EXERCISE BRIEF: What you need to do is retype every entry exactly as written.

DATA FOR REVIEW:
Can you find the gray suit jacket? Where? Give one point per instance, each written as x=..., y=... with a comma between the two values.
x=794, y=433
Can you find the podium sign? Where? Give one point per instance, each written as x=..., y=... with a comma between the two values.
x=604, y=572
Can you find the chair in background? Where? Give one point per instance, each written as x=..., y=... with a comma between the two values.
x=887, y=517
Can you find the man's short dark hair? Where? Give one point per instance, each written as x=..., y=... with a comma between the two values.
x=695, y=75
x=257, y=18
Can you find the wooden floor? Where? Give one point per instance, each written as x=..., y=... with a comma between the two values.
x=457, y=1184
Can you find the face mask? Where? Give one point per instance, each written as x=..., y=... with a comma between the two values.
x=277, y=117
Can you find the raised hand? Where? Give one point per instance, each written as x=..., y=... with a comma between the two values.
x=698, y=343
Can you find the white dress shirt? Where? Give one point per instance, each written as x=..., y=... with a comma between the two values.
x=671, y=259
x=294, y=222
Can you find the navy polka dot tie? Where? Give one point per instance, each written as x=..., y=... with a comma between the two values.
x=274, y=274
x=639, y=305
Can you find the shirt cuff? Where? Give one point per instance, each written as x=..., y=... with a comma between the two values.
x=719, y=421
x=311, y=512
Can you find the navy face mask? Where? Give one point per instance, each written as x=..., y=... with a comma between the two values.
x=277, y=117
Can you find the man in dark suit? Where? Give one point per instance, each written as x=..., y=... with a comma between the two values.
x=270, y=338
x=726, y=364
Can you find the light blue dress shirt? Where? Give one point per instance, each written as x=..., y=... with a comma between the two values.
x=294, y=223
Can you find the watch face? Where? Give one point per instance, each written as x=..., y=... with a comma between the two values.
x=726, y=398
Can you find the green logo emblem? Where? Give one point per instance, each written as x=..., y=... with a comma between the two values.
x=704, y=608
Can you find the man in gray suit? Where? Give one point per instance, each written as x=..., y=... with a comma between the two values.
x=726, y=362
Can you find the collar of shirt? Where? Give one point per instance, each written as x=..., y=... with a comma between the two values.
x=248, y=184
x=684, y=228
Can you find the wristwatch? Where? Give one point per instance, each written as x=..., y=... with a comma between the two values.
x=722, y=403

RESPONSE:
Can you find the gray suit jacket? Where? Give one point per instance, each written as x=..., y=... with a comma between the two values.
x=794, y=433
Can you find the podium sign? Where? Give one point per instance, each written as x=..., y=... with a comma between the two values.
x=604, y=572
Can you find the chair in background? Where? Give one point per instance, each written as x=..., y=... with a comma between the two values.
x=887, y=517
Can you find the man's short dark hair? Where? Give one point per instance, each written as x=..., y=... with a comma between the two values.
x=695, y=75
x=257, y=18
Can you find the wooden floor? Where? Give one point per instance, each written as x=..., y=... with a comma between the two values.
x=457, y=1184
Can you find the face mask? Where? Give one point per instance, each written as x=..., y=... with a comma between the two values.
x=277, y=117
Can you find the raised hand? Where? Give one point per instance, each written as x=..., y=... with a comma between the two values.
x=698, y=343
Can you find the white dress shirt? Where? Give one point per instance, each written as x=..., y=... with a comma between the two values.
x=671, y=259
x=294, y=222
Can you find the navy polka dot tie? Where? Give one point per instance, each written as x=..., y=... with a comma between the two values.
x=274, y=274
x=639, y=305
Can you find the shirt cuff? Where? Give one point per instance, each written as x=..., y=... with a comma between the two values.
x=719, y=421
x=311, y=512
Can you find the navy face mask? Where? Give one point per instance, each written as x=..., y=... with a comma between the two values.
x=277, y=117
Can you find the man in dark suit? Where? Give one point per instance, each written as x=..., y=... with a comma between the two values.
x=270, y=338
x=726, y=364
Can you find the light blue dress shirt? Where? Give one point per instance, each written as x=..., y=... with a comma between the two values.
x=294, y=223
Can you find the watch face? Where? Give one point per instance, each written as x=..., y=... with a comma between the two values.
x=726, y=398
Can you find the green logo emblem? Where? Give one point per instance, each written as x=..., y=... with a comma between the two values.
x=704, y=608
Can you find the man in gray suit? Where? Give one point per instance, each written as x=..., y=... with a comma between the two values.
x=726, y=362
Can you find the collar of shirt? Where? Give one point per instance, each written as x=..., y=... with a comma between the two values.
x=248, y=184
x=684, y=228
Can you find the wristwatch? Where? Give one point per instance, each written as x=..., y=... with a comma between the two values.
x=722, y=403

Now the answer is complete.